*** Opening TEXT SECTION ***
Ever since Ewan Birney and Nick Goldman of the EBI first coined the idea of DNA storage to solve their genetics data storage headaches huge amounts of funding have flooded into the field and the amount of data written to DNA has increased exponentially. The first experiments encoded around 5 Mb
, the record to date is 5.5 petabytes in a single gram by a team of Harvard researchers
in 2012 and this year Microsoft generated a lot of media attention for storing 200 Mb
(keep up Microsoft).
Writing and reading large amounts of DNA is clearly possible but what's holding back the field is the speed and the cost. The experiments listed above took days
and cost $1000s per Mb, that's beyond the bounds of usefulness for almost any application. Writing DNA
The dominant method of writing strings of nucleotides is a 30-year old organic chemistry process
that takes over 400 second per base. To put that into context the bacteria e.coli is able to churn out 4000 base pairs per second and solid state drives read millions of bits per second. Perhaps traditional methods could be made viable if parallelised billions of times and implemented with heavy software based error correction but is unlikely to be the most elegant way to reach scale. Several companies have explored more biologically relevant methods of synthesising DNA including our friends at Touchlight Genetics
and others are looking at yet to be revealed silicon based platforms including Twist Bioscience
. However, these companies are focused on producing defined sequences at scale rather than ability to write single, dynamic sequences at speed. Reading DNA
Reading data from DNA is equally challenging. The human genome project has lead to a 3x order of magnitude cost reductions in traditional primer / fluorescence
based methods and technologies like NanoPore
have enabled read speeds of up to 250 bases per second. This is still two orders of magnitude away from silicon based memory. A big part of the problem is needing to read the entire string to find the bit that is needed (much like tape storage in the old days) and many groups are looking at ways around this, one of the most cutting edge approaches is that of Olgica Milenkovic who uses a CRISPR-Cas9 to conduct a random access approach
DNA storage is a rapidly moving research field, however in the main the approaches are fairly traditional with clever tweaks to make them more effective and largely completely separated between reading and writing. We are looking for a completely novel and elegant and combined approach that has the potential to enable read and write oligonucleotide strings at a rate of millions of bases per second at near nominal cost.
*** Closing TEXT SECTION ***
- INSTRUCTIONS FOR THE TASK -
From the passage on DNA data storage, extract the portion between "Ever since Ewan" and "(keep up Microsoft).", inclusive, reproducing it word for word.
*** Opening EXTRACTED INFORMATION ***
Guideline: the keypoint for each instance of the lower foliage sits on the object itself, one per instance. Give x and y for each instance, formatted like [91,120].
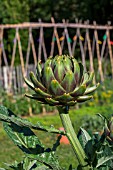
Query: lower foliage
[98,147]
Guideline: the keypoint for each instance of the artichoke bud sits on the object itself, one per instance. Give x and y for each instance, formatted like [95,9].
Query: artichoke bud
[60,81]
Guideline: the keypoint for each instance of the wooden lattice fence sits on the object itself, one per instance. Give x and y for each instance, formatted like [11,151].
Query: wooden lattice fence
[87,41]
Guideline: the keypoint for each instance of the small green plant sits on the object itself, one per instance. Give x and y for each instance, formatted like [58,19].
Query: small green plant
[60,82]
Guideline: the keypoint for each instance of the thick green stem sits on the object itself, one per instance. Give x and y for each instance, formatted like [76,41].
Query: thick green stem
[78,150]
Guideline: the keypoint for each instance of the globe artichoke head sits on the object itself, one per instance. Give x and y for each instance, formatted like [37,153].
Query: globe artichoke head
[60,81]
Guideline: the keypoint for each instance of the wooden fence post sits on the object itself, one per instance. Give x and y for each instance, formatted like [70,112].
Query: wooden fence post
[98,54]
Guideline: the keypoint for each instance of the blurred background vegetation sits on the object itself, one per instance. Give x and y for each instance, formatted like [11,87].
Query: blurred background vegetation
[18,11]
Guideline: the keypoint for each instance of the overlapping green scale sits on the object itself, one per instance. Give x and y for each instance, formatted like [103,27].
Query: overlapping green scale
[61,80]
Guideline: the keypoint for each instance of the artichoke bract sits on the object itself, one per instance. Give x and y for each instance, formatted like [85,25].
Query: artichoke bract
[60,81]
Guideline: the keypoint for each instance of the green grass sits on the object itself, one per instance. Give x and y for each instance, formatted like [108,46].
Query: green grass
[9,152]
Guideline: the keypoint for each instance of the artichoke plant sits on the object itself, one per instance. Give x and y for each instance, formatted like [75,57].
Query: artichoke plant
[60,81]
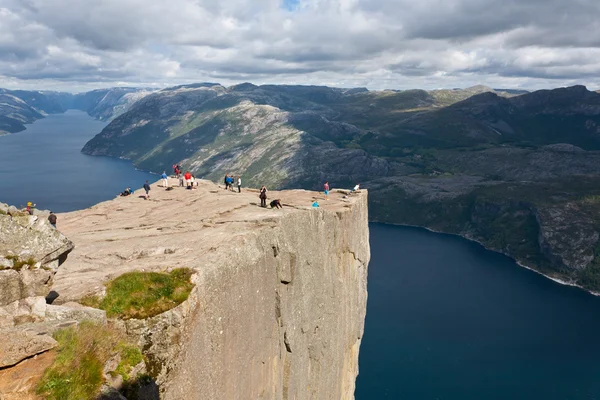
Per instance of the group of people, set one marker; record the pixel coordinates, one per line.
(230, 180)
(51, 218)
(189, 181)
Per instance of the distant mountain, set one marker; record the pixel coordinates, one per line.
(106, 104)
(521, 174)
(21, 107)
(16, 112)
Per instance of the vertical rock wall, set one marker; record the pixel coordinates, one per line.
(282, 317)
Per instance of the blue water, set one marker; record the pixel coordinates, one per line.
(44, 165)
(449, 320)
(446, 319)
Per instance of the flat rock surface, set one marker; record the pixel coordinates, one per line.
(176, 228)
(19, 382)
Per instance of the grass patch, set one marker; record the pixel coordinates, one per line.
(82, 352)
(142, 295)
*** Closing EXTRACTED INFORMATION ***
- RESPONSE AREA -
Ever since Ewan Birney and Nick Goldman of the EBI first coined the idea of DNA storage to solve their genetics data storage headaches huge amounts of funding have flooded into the field and the amount of data written to DNA has increased exponentially. The first experiments encoded around 5 Mb
, the record to date is 5.5 petabytes in a single gram by a team of Harvard researchers
in 2012 and this year Microsoft generated a lot of media attention for storing 200 Mb
(keep up Microsoft).